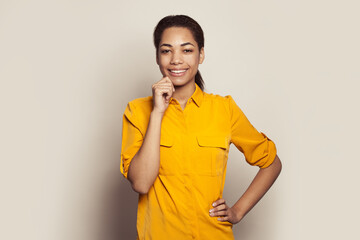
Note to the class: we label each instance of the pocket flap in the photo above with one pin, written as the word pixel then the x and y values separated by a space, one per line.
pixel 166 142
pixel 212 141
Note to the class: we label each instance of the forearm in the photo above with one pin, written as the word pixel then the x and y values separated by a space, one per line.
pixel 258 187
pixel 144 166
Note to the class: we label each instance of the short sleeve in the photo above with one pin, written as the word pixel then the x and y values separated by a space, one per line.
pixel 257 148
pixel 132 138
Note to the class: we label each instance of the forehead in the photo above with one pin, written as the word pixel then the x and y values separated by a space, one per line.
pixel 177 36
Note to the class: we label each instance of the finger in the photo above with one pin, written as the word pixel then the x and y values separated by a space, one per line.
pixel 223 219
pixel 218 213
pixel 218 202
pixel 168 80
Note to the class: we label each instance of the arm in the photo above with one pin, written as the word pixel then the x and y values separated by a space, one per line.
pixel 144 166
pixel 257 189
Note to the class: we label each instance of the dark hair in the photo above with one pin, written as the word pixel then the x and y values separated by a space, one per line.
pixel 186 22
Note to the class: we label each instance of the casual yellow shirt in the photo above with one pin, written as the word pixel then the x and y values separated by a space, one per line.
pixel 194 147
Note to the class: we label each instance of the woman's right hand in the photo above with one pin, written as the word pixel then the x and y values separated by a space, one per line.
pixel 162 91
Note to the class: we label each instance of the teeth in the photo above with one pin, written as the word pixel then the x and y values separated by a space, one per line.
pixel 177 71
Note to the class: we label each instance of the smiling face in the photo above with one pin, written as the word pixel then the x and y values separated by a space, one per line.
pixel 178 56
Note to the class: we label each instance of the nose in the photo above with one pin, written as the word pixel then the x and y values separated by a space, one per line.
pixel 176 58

**DIRECTION:**
Copy all of the lines above verbatim, without the pictures.

**COMPLETED EXERCISE:**
Note to the class: we label each instance of the pocket flap in the photo above with one pin, written as the word pixel then the x and y values separated by a space, one per line.
pixel 166 142
pixel 212 141
Note to the class: we label each instance of the forearm in the photo above with one pin, written as the word pixel then the x and y values separated by a space, one per line.
pixel 258 187
pixel 144 166
Note to the class: we label each instance of the short sleeve in the photo above with one pin, written as the word pixel then the x and y values separated by a space, one per line.
pixel 257 148
pixel 132 138
Note to the class: we label each instance of the forehead in the photo above with one pin, written as the word pixel then the x and y values separated by a space, one per line.
pixel 177 36
Note to the class: we label each instance of the finger in the photo above with one pin, written as the word pixel then the x and y values separated by a space, one per line.
pixel 223 219
pixel 218 213
pixel 218 202
pixel 168 80
Note to the class: we label each instance of the arm in the photo above with one pin, written as the word pixel then the x and y values separated by a space, one per line.
pixel 144 166
pixel 257 189
Note to the class: we label each instance of the dark hair in the photo above with one pin, written as the word pixel then the x and y values separated by a space, one per line.
pixel 186 22
Note to the class: we label each instance of the casual yellow shirt in the photo above with one pin, written as the word pixel then the x and y values separated by a space, one per line.
pixel 194 147
Note to the class: we label each instance of the woman's right hand in the photo above with one pin, written as the word pixel then the x and y values separated by a space, one per line.
pixel 162 91
Note to the class: we label each instance of the teeth in the photo above with one pin, written as the word pixel then the x and y values separated by a space, one per line.
pixel 177 71
Note to the class: we label each instance of the smiling face in the photo above with one pin, written as the word pixel then the x and y values separated by a space, one per line.
pixel 178 56
Note to the class: we label each instance of the nose in the photo above with one pin, written as the word pixel then the x and y values separated by a space, one per line.
pixel 176 58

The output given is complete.